A system and method for selfish child clustering are disclosed. In one embodiment, the system comprises a selfish node; and a plurality of servicing nodes each connected to the selfish node, wherein the selfish node selects a first one of the servicing nodes to service requests therefrom; and wherein the selfish node evaluates a responsiveness of the first one of the servicing nodes and, responsive to a determination that the responsiveness of the first one of the servicing nodes is unacceptable, the selfish node selects a second one of the servicing nodes to service requests therefrom.

Description

BACKGROUND
A distributed computing system is a group of processing units, frequently referred to as “nodes”, that work together to present a unified system to a user. These systems can range from relatively small and simple, such as multi-component single systems, to world-wide and complex, such as some grid computing systems. These systems are usually deployed to improve the speed and/or availability of computing services over that provided by a single processing unit alone. Alternatively, distributed computing systems can be used to achieve desired levels of speed and availability within cost constraints.
Distributed systems can be generally described in terms of how they are designed to take advantage of various computing concepts, including specialization, redundancy, isolation, and parallelism. Different types of systems are distinguished by the tradeoffs made in emphasizing one or more of these attributes and by the ways in which the system deals with the difficulties imposed by distributed computing, such as latency, network faults, and cooperation overhead.
Most distributed systems have multiple comparable processing units available for work. If there is a problem with any particular processing unit, other units can be brought in to handle the requests which would have gone to the problem unit. For example, some services are deployed on “clusters,” or interconnected groups of computers, so that the service can continue even if some of the individual computers go down. The resulting reliability is generally referred to as “high availability” and a distributed system designed to achieve this goal is a high availability system.

YOUR INSTRUCTIONS:
Write out the passage on selfish child clustering word for word, starting with "Description" and going on through "within cost constraints.". The data after this point has no connection to the passage on selfish child clustering.

[Source data]
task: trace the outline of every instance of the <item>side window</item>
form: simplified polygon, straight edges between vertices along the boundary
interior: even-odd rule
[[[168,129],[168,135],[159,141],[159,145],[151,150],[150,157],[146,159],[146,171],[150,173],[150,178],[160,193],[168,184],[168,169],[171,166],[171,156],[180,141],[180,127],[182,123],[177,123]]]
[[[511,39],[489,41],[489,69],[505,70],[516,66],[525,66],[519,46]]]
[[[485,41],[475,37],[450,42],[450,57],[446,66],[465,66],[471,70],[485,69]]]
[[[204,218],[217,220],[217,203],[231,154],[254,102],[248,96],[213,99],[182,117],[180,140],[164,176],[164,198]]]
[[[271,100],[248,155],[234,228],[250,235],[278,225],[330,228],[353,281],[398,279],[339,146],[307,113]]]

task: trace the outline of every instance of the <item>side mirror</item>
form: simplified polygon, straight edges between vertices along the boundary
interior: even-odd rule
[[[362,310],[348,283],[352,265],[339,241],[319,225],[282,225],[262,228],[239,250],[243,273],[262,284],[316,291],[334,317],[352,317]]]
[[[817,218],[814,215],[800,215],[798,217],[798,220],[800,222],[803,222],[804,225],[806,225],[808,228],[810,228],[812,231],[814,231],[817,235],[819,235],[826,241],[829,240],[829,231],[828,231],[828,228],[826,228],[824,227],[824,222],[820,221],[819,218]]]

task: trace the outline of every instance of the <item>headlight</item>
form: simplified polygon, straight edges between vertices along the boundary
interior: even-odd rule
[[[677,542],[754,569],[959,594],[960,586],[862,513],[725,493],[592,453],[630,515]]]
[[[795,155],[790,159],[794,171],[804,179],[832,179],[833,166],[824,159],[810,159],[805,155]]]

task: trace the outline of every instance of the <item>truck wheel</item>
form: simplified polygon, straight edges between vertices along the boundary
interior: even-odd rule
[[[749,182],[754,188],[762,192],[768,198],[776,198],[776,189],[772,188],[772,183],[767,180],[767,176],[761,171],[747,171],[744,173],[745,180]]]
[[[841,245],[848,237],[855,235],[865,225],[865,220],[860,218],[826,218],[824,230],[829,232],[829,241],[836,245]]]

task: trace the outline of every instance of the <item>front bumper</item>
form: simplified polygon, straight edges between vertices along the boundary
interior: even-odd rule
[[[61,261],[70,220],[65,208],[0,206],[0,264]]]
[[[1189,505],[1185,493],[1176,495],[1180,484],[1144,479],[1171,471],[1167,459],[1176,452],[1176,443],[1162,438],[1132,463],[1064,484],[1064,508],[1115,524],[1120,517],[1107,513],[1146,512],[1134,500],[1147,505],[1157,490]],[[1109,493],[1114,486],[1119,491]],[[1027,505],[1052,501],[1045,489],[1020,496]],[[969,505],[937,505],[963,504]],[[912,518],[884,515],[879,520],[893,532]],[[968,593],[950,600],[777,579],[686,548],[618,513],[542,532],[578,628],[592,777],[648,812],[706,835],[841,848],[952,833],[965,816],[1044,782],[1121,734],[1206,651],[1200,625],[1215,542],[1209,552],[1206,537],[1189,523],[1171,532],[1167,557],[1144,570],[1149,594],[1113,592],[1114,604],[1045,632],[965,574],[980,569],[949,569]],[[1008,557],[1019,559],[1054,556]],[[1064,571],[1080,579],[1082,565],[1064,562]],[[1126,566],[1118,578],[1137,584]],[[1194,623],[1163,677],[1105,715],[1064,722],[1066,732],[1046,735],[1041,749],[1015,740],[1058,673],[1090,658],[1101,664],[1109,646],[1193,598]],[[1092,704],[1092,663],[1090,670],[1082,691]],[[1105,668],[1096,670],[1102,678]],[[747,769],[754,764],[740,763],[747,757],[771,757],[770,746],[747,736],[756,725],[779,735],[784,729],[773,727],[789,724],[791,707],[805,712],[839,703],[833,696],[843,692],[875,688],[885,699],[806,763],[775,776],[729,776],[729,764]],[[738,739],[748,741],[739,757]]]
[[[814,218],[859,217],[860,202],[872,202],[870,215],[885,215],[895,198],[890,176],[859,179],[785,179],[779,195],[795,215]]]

THE COMPLETED TASK:
Description

BACKGROUND
A distributed computing system is a group of processing units, frequently referred to as “nodes”, that work together to present a unified system to a user. These systems can range from relatively small and simple, such as multi-component single systems, to world-wide and complex, such as some grid computing systems. These systems are usually deployed to improve the speed and/or availability of computing services over that provided by a single processing unit alone. Alternatively, distributed computing systems can be used to achieve desired levels of speed and availability within cost constraints.